Problem to work on: Check every line of the following material for the word "wheel", then say how many have it, with no other words.

Listed entries:

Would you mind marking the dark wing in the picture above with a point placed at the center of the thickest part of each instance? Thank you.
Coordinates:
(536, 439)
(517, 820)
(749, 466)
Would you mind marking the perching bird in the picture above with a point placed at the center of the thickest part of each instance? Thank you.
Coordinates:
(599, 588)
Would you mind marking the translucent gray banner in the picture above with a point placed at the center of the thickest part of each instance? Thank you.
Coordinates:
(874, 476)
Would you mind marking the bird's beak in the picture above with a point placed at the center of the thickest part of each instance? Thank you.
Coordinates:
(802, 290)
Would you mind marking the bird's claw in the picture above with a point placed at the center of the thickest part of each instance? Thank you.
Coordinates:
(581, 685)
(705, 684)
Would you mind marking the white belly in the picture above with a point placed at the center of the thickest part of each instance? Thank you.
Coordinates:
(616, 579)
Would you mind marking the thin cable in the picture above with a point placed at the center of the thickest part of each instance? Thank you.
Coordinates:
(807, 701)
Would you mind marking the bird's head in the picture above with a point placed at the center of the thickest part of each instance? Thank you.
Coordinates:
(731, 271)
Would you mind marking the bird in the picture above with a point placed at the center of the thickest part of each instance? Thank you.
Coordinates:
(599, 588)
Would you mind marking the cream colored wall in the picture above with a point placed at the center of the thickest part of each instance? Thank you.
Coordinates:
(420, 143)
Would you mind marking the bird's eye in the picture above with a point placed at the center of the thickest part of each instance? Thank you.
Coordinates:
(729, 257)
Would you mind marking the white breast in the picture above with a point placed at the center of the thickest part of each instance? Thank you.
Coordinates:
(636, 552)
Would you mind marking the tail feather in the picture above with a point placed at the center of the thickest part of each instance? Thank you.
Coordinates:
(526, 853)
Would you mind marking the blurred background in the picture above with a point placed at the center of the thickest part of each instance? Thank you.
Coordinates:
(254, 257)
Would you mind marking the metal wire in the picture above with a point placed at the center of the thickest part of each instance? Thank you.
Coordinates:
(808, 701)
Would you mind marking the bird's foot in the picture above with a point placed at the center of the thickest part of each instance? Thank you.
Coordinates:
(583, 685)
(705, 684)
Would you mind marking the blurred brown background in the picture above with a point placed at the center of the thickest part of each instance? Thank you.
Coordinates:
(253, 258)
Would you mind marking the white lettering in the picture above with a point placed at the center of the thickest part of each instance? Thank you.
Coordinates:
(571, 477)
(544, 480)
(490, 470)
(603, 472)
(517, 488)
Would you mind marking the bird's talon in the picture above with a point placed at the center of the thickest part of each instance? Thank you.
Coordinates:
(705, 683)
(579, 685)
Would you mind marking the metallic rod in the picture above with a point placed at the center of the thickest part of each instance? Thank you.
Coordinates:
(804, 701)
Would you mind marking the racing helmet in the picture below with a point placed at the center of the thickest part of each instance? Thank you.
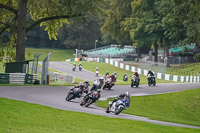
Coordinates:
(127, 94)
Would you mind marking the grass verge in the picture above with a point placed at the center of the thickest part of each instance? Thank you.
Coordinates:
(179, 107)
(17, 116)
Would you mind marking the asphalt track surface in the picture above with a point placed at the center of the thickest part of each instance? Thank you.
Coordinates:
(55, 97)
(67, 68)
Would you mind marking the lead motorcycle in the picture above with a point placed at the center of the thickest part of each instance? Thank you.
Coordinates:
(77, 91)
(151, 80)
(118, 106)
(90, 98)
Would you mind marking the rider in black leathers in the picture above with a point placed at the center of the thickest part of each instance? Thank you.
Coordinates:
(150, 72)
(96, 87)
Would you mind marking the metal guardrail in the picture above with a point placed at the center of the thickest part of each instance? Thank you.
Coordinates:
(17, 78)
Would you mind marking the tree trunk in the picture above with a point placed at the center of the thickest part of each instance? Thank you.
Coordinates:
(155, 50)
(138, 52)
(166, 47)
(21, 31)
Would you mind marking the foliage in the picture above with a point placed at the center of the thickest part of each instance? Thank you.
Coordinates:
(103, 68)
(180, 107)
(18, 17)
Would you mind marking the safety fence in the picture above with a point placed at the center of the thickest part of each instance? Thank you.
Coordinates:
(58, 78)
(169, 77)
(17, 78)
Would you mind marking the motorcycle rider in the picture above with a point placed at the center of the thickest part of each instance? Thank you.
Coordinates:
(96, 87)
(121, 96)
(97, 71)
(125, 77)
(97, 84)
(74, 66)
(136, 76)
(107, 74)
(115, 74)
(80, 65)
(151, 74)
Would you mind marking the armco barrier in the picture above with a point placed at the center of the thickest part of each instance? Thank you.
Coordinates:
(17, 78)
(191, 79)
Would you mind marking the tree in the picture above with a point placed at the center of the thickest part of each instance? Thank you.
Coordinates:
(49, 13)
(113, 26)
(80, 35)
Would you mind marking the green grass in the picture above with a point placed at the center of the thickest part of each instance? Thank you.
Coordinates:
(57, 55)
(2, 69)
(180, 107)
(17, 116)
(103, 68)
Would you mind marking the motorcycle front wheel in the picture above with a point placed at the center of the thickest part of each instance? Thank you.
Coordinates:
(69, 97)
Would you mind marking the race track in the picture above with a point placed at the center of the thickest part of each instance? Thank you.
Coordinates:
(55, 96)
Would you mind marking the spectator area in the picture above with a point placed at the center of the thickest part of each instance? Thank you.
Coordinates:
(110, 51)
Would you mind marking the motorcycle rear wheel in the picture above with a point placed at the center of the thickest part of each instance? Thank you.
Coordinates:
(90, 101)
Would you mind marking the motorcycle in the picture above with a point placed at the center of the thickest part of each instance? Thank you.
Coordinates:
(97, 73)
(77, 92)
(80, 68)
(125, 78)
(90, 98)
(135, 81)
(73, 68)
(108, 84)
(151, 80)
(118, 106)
==
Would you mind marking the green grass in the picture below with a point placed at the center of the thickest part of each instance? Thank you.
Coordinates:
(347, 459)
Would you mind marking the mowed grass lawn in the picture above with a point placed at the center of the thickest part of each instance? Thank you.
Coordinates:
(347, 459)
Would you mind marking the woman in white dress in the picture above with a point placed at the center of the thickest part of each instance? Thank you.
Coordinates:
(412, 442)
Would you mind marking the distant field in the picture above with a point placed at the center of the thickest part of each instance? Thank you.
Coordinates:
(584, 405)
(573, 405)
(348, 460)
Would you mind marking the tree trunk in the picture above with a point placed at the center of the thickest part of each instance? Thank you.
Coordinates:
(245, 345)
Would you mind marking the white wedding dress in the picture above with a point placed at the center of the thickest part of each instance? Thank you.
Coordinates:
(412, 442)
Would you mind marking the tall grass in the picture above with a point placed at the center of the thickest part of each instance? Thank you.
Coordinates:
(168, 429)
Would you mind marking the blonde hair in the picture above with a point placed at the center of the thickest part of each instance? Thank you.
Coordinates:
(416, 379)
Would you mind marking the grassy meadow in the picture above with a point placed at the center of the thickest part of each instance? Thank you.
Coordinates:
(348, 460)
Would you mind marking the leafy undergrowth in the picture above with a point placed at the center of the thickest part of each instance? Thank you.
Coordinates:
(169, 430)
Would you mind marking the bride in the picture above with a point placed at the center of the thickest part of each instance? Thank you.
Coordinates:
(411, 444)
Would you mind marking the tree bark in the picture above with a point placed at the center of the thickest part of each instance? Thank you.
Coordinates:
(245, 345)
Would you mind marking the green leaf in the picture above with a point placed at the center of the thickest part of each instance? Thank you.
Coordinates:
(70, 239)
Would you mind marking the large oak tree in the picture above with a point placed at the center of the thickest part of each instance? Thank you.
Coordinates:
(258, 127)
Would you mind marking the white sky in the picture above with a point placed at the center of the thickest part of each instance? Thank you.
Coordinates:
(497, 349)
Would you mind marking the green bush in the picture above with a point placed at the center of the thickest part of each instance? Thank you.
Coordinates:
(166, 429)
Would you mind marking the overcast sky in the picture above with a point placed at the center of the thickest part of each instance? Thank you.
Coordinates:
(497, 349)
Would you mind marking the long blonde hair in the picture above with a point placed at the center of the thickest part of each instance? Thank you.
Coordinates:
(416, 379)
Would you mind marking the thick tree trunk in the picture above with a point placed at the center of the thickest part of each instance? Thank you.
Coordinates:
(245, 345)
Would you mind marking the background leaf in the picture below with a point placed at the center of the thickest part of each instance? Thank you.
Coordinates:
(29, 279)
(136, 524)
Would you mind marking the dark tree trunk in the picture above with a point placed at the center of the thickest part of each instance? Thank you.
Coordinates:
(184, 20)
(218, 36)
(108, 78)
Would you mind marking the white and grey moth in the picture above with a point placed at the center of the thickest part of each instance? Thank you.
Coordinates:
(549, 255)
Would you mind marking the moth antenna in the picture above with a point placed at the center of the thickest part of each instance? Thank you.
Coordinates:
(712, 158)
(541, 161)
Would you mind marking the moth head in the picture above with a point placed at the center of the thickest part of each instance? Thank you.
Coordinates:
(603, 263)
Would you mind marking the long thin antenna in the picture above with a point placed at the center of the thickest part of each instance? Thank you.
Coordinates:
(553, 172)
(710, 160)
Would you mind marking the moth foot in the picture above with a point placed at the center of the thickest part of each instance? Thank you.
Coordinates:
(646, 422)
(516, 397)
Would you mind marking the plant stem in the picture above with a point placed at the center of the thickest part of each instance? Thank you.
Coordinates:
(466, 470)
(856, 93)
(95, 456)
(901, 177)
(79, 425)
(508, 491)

Answer box: 2